• **DOCUMENT PASSAGE**:

/---

Tuesday, October 4, 2016

The Unknown Henry Miller--A review




The Unknown Henry Miller: A Seeker in Big Sur, by Arthur Hoyle

A Review by Peter Anastas

(Arcade Publishing, 2014, 416 pp., $27.95)

We are being stifled and smothered by our creature comforts, by our fear of change, our fear of adventure, but above all by our fear of ideas….But the struggle of the individual to emancipate himself, that is to liberate himself from the prison of his own making—that is for me the supreme subject.”                                 --Henry Miller

           
Major biographies of two representative American writers, Henry Miller and John Updike, recently appeared within a month of each other.  The Unknown Henry Miller: A Seeker in Big Sur, by Arthur Hoyle, was published in March 2014, followed in April by Adam Begley’s Updike.  While Begley’s well-publicized life was widely reviewed in the US and UK within a week of its publication, Hoyle’s biography has only received a handful of reviews beyond the usual notices posted by Kirkus and Library Journal.  The most significant appeared in TLS, which commended Miller for his “commitment to a rare aesthetic and philosophical vision,” and the Santa Barbara Independent, where reviewer Brian Tanguay described Hoyle’s biography as “the perfect trailhead…for the seeker bold enough to venture beyond the boundaries of convention.”   It’s understandable that an eagerly anticipated initial biography of Updike would excite interest; but one would think that the first new approach to the life and work of Henry Miller to have been published in 23 years would rate more than the cursory notices it has so far received.
Though it could be argued that both writers had sex as a central concern and were also said to have been essentially autobiographical in terms of the sources of their work; and while it could equally be said that Updike could not have addressed the question of sexuality as directly and candidly as he did without Miller’s having first smashed the taboos against explicit sexual representation, as Lawrence had previously opened the way for Miller, at bottom no two American writers were as dissimilar.  Miller was Whitmanian in the expansiveness of his language, the freedom of his expression, and the experimentalism of the structure of his books, just as Jack Kerouac later was.  Attracted to Emma Goldman’s anarchism at an early age, he spent his life outside of accepted social and political systems, his formal education as spotty as his reading was wide.  Updike, instead, a self-described small town boy as against Miller’s Brooklyn and Paris-rooted urbanism, favored a highly controlled and intensely literary approach, gained from studying with Harvard professors, who were steeped in the mythological, allegorical and symbolistic imperatives of the New Criticism, their world view—and his by extension— framed by conservative Cold War politics.

\---

• **DIRECTIONS**:
#1 Print the stretch of the Henry Miller biography review from "The Unknown Henry Miller--A" through "416 pp., $27.95)", keeping its wording unchanged.
#2 According to the Henry Miller biography review, in what month and year was Adam Begley's Updike published?

• **DATASET EXCERPTS**:
/---

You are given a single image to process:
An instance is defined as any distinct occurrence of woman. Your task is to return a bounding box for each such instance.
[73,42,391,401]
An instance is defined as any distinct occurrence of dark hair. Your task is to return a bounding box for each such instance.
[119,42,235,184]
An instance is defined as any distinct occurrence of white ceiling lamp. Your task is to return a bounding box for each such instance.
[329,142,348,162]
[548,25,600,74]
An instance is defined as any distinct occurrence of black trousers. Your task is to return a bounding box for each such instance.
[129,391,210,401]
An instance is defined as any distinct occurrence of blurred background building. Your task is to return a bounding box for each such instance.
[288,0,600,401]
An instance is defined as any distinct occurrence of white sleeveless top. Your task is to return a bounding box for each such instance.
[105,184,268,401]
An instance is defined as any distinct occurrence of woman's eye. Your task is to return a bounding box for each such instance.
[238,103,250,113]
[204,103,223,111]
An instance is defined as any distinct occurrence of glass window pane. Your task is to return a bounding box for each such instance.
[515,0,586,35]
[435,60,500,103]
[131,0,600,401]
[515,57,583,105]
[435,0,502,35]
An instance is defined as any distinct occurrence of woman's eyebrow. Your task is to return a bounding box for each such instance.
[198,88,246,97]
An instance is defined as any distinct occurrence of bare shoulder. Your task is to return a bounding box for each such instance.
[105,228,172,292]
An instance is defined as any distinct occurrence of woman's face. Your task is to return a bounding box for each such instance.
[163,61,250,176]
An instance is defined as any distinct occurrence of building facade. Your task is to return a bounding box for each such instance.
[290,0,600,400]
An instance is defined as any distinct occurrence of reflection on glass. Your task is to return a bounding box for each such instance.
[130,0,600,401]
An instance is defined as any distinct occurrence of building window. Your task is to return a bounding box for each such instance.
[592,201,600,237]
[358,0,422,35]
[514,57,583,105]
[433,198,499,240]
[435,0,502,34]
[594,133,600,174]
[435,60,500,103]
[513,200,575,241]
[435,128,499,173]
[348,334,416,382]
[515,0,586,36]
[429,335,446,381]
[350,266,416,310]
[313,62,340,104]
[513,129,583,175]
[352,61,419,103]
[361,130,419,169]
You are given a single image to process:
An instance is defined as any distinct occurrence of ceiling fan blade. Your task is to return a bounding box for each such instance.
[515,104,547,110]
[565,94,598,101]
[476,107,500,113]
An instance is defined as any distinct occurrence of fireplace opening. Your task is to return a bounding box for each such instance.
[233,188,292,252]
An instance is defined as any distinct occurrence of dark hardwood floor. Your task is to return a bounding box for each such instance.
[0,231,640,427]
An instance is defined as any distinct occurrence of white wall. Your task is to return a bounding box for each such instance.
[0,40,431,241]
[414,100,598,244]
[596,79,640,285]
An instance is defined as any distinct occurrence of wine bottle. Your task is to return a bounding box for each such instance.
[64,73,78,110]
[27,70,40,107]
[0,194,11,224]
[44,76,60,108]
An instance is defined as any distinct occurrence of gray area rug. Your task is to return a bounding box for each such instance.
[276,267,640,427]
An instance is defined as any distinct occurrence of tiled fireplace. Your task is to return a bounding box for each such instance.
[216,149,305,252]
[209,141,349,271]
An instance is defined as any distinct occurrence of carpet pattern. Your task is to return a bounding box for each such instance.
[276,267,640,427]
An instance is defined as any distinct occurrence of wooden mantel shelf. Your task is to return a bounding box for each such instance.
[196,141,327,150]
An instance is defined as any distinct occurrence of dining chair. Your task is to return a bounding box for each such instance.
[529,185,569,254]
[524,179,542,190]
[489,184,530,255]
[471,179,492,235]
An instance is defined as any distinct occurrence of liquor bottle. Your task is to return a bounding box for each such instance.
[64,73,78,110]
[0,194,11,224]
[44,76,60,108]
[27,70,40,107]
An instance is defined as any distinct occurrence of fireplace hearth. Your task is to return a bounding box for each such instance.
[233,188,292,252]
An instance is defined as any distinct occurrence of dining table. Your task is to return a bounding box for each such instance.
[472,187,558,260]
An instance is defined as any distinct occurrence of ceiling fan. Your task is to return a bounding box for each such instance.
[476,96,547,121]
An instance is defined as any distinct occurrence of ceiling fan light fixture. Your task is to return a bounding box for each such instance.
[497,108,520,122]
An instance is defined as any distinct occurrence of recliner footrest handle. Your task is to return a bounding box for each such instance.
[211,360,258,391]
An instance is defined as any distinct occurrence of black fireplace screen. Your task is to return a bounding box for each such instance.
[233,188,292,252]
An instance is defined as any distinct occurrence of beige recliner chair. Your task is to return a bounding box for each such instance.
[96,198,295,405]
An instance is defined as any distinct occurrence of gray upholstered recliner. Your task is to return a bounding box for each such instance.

\---

• **SOLUTIONS TO EACH TASK**:
#1
The Unknown Henry Miller--A review




The Unknown Henry Miller: A Seeker in Big Sur, by Arthur Hoyle

A Review by Peter Anastas

(Arcade Publishing, 2014, 416 pp., $27.95)

#2 April 2014.